▶ [INSTRUCTION A]
Summarize the article on partial reverse charge below in two sentences.
─── PAGE EXCERPT ───
Published on Wed, Jul 09,2014 | 22:04, Updated at Wed, Jul 09 at 22:04Source : 

By: Amit Sarker, Director, Deloitee India

The Central Government increased the ambit of the reverse charge by introducing the concept of partial reverse charge in 2012.  Under the partial reverse charge mechanism, a recipient is responsible to pay service tax on procurement of specified services. At present, the following service categories fall within the scope of partial reverse charge:

•    Rent a cab service
•    Manpower supply service
•    Works contract

A corporate entity receiving the above mentioned services from an individual, HUF, proprietary firm, partnership firm or association of persons is required to pay partial service tax under the reverse charge mechanism. Therefore, irrespective of the fact whether the corporate entity is engaged in provision of taxable services, such an entity is required to obtain service tax registration as a recipient of service and discharge service tax.
This article seeks to highlight the issues faced by the corporate entities to comply with the requirements of partial reverse charge and the expectations from the forthcoming budget for simplification of the compliances entrusted on a recipient of service.

•    While the present statute has a threshold limit for service providers, the same does not apply to a service recipient. Thus, every single transaction encompassing the above mentioned services needs to be identified by the service recipient. Additionally, services which otherwise would not have attracted service tax in the hands of the service provider, becomes taxable. Although, the service tax so paid could be availed as credit, the same will not be possible on the services which are precluded from the definition of input service.
───
▶ [INSTRUCTION B]
From the entries below, pull out every line containing the word "tree", treating case as significant.
─── EXTRACTED ENTRIES ───
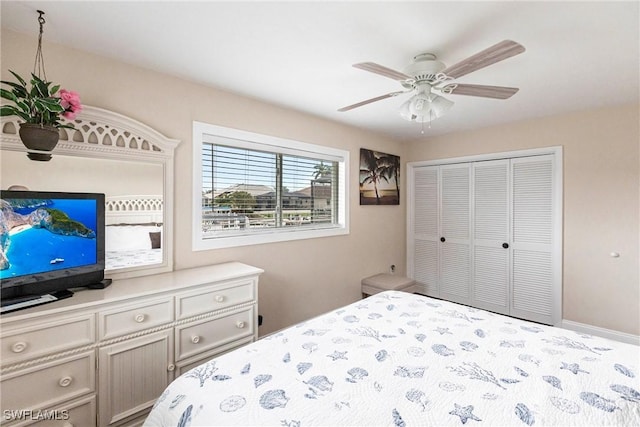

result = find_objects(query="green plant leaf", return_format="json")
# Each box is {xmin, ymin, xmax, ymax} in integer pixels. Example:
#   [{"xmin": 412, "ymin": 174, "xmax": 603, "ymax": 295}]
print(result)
[
  {"xmin": 0, "ymin": 89, "xmax": 18, "ymax": 102},
  {"xmin": 9, "ymin": 70, "xmax": 27, "ymax": 88},
  {"xmin": 0, "ymin": 105, "xmax": 30, "ymax": 123},
  {"xmin": 0, "ymin": 80, "xmax": 29, "ymax": 98},
  {"xmin": 0, "ymin": 105, "xmax": 17, "ymax": 117}
]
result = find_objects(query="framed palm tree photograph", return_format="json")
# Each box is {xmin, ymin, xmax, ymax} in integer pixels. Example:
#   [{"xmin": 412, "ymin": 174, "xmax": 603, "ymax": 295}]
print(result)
[{"xmin": 360, "ymin": 148, "xmax": 400, "ymax": 205}]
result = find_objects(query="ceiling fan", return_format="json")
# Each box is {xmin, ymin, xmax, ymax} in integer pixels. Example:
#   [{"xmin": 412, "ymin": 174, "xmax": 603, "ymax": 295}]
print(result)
[{"xmin": 338, "ymin": 40, "xmax": 525, "ymax": 123}]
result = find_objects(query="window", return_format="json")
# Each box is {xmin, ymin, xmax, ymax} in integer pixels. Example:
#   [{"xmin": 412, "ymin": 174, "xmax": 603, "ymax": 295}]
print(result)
[{"xmin": 193, "ymin": 122, "xmax": 349, "ymax": 250}]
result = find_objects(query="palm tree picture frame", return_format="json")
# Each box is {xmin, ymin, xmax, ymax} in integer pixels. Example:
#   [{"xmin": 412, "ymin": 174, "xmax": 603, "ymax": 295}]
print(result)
[{"xmin": 359, "ymin": 148, "xmax": 400, "ymax": 205}]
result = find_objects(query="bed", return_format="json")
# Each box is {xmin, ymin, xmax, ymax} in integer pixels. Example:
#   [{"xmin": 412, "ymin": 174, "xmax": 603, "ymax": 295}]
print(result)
[
  {"xmin": 144, "ymin": 291, "xmax": 640, "ymax": 427},
  {"xmin": 105, "ymin": 195, "xmax": 163, "ymax": 270}
]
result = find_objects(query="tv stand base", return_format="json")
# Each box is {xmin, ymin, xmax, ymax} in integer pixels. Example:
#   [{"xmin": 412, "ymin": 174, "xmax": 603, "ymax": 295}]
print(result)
[{"xmin": 87, "ymin": 279, "xmax": 111, "ymax": 289}]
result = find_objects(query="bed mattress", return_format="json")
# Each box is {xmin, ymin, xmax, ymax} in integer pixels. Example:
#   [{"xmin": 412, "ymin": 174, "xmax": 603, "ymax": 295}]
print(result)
[{"xmin": 145, "ymin": 291, "xmax": 640, "ymax": 427}]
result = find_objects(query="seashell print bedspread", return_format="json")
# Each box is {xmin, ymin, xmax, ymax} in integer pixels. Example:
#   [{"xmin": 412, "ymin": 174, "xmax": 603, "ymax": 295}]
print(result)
[{"xmin": 144, "ymin": 291, "xmax": 640, "ymax": 427}]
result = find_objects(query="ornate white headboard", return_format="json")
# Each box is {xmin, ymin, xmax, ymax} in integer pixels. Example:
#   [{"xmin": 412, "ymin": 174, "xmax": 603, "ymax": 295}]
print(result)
[
  {"xmin": 0, "ymin": 105, "xmax": 180, "ymax": 161},
  {"xmin": 105, "ymin": 195, "xmax": 163, "ymax": 225},
  {"xmin": 0, "ymin": 105, "xmax": 180, "ymax": 278}
]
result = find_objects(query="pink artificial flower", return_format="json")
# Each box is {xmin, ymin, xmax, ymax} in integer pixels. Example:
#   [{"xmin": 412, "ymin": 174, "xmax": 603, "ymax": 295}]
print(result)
───
▶ [EXERCISE RESPONSE A]
Since 2012, the partial reverse charge mechanism has required a corporate entity that receives rent a cab, manpower supply or works contract services from an individual, HUF, proprietary firm, partnership firm or association of persons to obtain service tax registration as a recipient and pay partial service tax. Because no threshold limit applies to a service recipient, every such transaction must be identified, and credit cannot be availed on services that are precluded from the definition of input service.

▶ [EXERCISE RESPONSE B]
result = find_objects(query="framed palm tree photograph", return_format="json")
result = find_objects(query="palm tree picture frame", return_format="json")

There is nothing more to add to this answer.